[Begin GIVEN ENTRIES]
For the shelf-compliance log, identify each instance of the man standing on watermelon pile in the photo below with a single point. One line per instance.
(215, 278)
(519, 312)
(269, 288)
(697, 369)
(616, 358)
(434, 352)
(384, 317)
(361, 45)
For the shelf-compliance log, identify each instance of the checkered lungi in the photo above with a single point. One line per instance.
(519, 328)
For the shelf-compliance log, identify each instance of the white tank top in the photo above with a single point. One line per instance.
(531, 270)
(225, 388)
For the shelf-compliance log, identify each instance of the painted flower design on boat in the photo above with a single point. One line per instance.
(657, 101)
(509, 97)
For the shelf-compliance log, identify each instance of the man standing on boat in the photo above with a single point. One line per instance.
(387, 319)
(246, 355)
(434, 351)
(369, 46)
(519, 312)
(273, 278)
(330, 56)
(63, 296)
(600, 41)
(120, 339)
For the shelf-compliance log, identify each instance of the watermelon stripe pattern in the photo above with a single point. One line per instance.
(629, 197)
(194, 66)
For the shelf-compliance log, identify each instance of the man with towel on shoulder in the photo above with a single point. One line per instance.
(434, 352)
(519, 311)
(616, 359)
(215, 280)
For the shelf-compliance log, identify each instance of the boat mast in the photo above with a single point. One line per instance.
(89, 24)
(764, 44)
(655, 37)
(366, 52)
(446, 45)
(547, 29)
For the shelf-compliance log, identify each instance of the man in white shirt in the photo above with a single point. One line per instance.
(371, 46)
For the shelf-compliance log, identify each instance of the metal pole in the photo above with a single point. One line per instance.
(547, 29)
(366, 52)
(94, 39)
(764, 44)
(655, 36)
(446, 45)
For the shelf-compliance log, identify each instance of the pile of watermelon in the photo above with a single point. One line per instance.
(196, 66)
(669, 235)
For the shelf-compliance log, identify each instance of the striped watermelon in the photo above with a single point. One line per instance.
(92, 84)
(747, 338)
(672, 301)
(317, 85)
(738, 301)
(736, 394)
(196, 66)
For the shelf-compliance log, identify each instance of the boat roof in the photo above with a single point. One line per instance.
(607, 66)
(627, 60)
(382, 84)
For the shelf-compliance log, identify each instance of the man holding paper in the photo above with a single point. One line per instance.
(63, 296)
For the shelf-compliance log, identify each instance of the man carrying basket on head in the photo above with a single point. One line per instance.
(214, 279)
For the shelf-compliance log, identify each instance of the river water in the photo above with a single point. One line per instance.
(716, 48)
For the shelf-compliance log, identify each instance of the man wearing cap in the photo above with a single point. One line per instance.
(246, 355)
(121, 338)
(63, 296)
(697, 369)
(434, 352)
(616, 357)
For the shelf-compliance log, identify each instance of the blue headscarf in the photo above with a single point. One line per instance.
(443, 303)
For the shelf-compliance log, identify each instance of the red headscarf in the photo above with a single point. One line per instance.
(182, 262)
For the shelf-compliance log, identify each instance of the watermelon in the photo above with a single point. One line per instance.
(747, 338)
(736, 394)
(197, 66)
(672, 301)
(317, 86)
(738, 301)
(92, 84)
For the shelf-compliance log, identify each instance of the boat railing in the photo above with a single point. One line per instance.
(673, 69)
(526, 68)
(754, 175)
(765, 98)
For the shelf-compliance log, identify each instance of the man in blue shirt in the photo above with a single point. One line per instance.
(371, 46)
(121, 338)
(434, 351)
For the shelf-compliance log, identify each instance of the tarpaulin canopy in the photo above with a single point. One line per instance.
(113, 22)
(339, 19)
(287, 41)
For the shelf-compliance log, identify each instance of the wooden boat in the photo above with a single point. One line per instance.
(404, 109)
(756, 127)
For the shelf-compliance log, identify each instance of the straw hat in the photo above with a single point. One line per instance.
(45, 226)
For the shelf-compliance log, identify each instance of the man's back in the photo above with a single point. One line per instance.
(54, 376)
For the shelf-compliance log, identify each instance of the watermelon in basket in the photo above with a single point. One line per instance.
[End GIVEN ENTRIES]
» WHAT YOU SHOULD DO
Copy out every entry above word for word, keeping each line in its original order.

» ANSWER TO THE TASK
For the shelf-compliance log, identify each instance of the man standing on watermelon pile in the photo below with a single point. One line per instance.
(215, 278)
(519, 312)
(269, 288)
(697, 369)
(616, 358)
(434, 352)
(384, 317)
(361, 45)
For the shelf-compliance log, identify each instance of the checkered lungi in the photo above with a single point. One line per instance.
(519, 328)
For the shelf-compliance log, identify each instance of the white tank top in the photo above with a single point. One line per instance.
(531, 270)
(225, 388)
For the shelf-compliance log, identify each instance of the painted flower design on boat in the photo above with a single point. One line per instance.
(657, 101)
(509, 97)
For the shelf-compliance log, identify each instance of the man standing on boat in the photo above with a single point. One line per instance.
(387, 319)
(246, 355)
(434, 351)
(369, 46)
(519, 312)
(273, 278)
(330, 56)
(63, 296)
(600, 41)
(120, 339)
For the shelf-compliance log, identify each instance of the watermelon stripe pattern in the photo above with a single point. One line per instance.
(629, 197)
(194, 66)
For the shelf-compliance log, identify each instance of the man with towel on shoulder in the photo above with a single point. One line per instance.
(434, 352)
(519, 311)
(616, 359)
(215, 280)
For the shelf-compliance log, identify each instance of the boat mast in the photo above with a single point. One line per instance.
(89, 24)
(764, 44)
(655, 37)
(366, 52)
(446, 45)
(547, 29)
For the shelf-compliance log, identify each instance of the man in white shirt in the photo above with a single point. One line per instance.
(371, 46)
For the shelf-compliance log, identify each instance of the metal pole in the photo above with a single point. One line per instance.
(547, 29)
(366, 52)
(94, 39)
(764, 44)
(655, 36)
(446, 45)
For the shelf-compliance log, identify each instance of the pile of watermelon in the photo above with a single point. One line per instance.
(196, 66)
(669, 235)
For the shelf-compliance log, identify each instance of the striped watermelon in the photo above with a single point. One line per instance.
(92, 84)
(747, 338)
(672, 301)
(317, 85)
(738, 301)
(736, 394)
(196, 66)
For the shelf-compliance log, identify each instance of the boat roof in the photo above with a single point. One line per instance.
(607, 66)
(627, 60)
(382, 84)
For the shelf-compliance log, identify each instance of the man holding paper in the photo above with a single point. One line per instance.
(63, 296)
For the shelf-compliance log, identify each instance of the man carrying basket on head in the photo above with a single point. One line per instance.
(214, 279)
For the shelf-compliance log, identify each instance of the river water in the photo above with a single point. One line per instance.
(716, 48)
For the shelf-compliance log, identify each instance of the man wearing cap in the photo above with a single point. One line per instance.
(246, 355)
(121, 338)
(63, 296)
(697, 369)
(434, 352)
(616, 357)
For the shelf-compliance log, identify each instance of the blue headscarf in the photo above with a single point. One line per instance.
(443, 303)
For the shelf-compliance log, identify each instance of the red headscarf in the photo above with a single point. One line per instance.
(182, 262)
For the shelf-compliance log, identify each instance of the watermelon in the photo above with a single point. One line per instance.
(747, 338)
(736, 394)
(197, 66)
(672, 301)
(317, 86)
(738, 301)
(92, 84)
For the shelf-compliance log, identify each instance of the boat railing in the photo above with a single point. One line per instance.
(673, 69)
(526, 68)
(754, 175)
(765, 98)
For the shelf-compliance log, identify each instance of the man in blue shirt in the photo above with a single point. One line per instance.
(371, 46)
(121, 338)
(434, 351)
For the shelf-compliance log, identify each instance of the tarpaulin canopy in the photo above with a single point. One line per instance.
(113, 22)
(339, 19)
(287, 41)
For the shelf-compliance log, identify each instance of the wooden boat in the photo above with a single point. One line per instance.
(404, 109)
(756, 127)
For the shelf-compliance log, identify each instance of the straw hat in the photo above with a single point. One line per instance.
(45, 226)
For the shelf-compliance log, identify each instance of the man's back in the photo above with a single point. One line per instance.
(54, 376)
For the shelf-compliance log, identify each instance of the watermelon in basket in the photo above with a single point. One line per instance.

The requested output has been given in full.